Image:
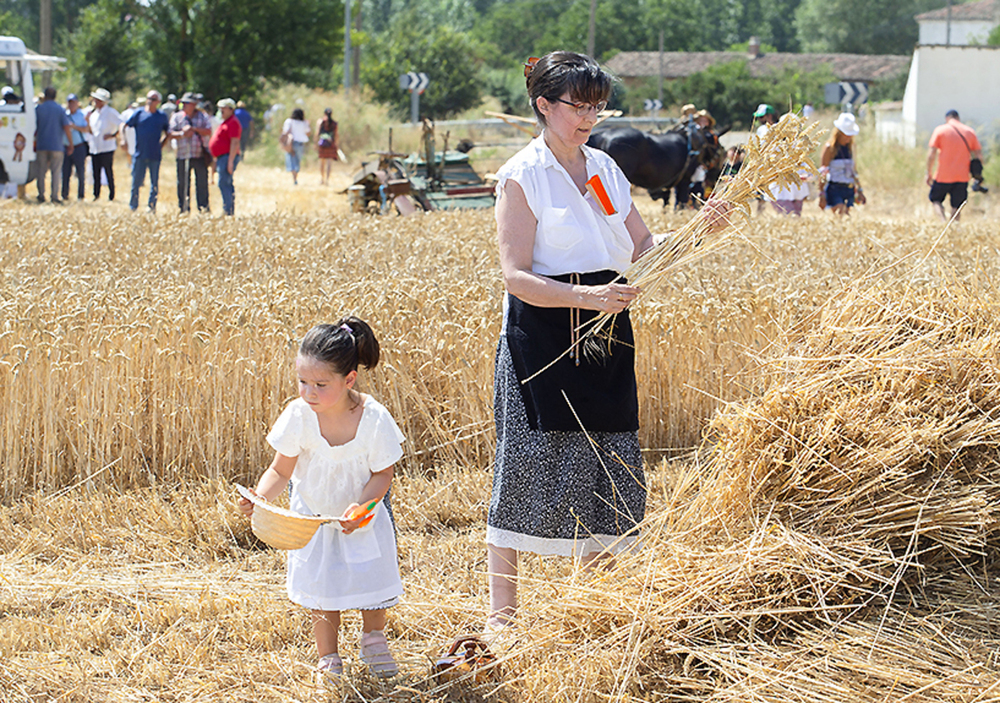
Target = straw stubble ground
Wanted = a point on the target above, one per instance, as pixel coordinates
(142, 360)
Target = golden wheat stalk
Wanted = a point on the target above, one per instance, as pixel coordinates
(775, 159)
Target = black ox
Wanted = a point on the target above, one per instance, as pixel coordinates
(661, 162)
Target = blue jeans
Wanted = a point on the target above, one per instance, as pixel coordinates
(226, 183)
(139, 166)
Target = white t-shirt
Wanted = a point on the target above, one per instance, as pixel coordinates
(573, 234)
(104, 121)
(298, 128)
(336, 571)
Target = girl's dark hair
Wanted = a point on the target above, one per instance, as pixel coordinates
(343, 345)
(562, 71)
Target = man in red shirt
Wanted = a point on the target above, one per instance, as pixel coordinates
(953, 145)
(225, 147)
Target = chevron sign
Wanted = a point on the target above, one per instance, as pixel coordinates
(853, 92)
(416, 82)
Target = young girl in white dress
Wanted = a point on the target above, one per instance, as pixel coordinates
(337, 447)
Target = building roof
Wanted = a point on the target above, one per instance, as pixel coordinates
(681, 64)
(984, 10)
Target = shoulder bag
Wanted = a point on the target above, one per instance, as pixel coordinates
(975, 165)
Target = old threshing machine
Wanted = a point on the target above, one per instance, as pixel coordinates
(427, 180)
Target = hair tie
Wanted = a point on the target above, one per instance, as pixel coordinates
(529, 65)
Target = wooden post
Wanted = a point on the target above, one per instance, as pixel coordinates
(592, 29)
(44, 40)
(659, 90)
(357, 48)
(347, 48)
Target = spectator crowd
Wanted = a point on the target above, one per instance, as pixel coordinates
(209, 145)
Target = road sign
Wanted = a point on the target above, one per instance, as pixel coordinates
(844, 92)
(414, 81)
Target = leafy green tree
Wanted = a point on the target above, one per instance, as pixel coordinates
(516, 27)
(994, 38)
(449, 58)
(103, 51)
(731, 93)
(229, 47)
(860, 26)
(16, 22)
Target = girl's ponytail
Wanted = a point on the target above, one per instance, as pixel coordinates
(364, 341)
(343, 345)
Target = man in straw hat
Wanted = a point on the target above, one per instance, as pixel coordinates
(104, 125)
(953, 146)
(150, 127)
(225, 147)
(189, 128)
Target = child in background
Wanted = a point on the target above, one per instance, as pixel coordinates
(337, 447)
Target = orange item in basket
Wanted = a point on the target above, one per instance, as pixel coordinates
(596, 188)
(362, 510)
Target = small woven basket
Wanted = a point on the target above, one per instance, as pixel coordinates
(281, 528)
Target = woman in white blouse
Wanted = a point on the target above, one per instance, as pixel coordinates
(561, 253)
(299, 132)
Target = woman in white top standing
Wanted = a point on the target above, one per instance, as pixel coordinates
(299, 132)
(561, 254)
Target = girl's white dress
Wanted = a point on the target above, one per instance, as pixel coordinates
(336, 571)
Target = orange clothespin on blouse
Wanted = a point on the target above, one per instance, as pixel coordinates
(596, 189)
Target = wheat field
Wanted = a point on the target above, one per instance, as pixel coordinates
(143, 358)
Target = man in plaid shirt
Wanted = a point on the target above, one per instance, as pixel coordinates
(190, 129)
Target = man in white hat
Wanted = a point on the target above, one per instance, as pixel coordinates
(953, 145)
(104, 125)
(838, 175)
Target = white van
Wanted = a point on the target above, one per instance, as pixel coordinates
(17, 109)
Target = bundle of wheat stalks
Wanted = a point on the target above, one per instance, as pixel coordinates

### PROMPT
Your response should be the count of lines in the material above that contain "shirt", with nothing added.

### RESPONSE BOX
3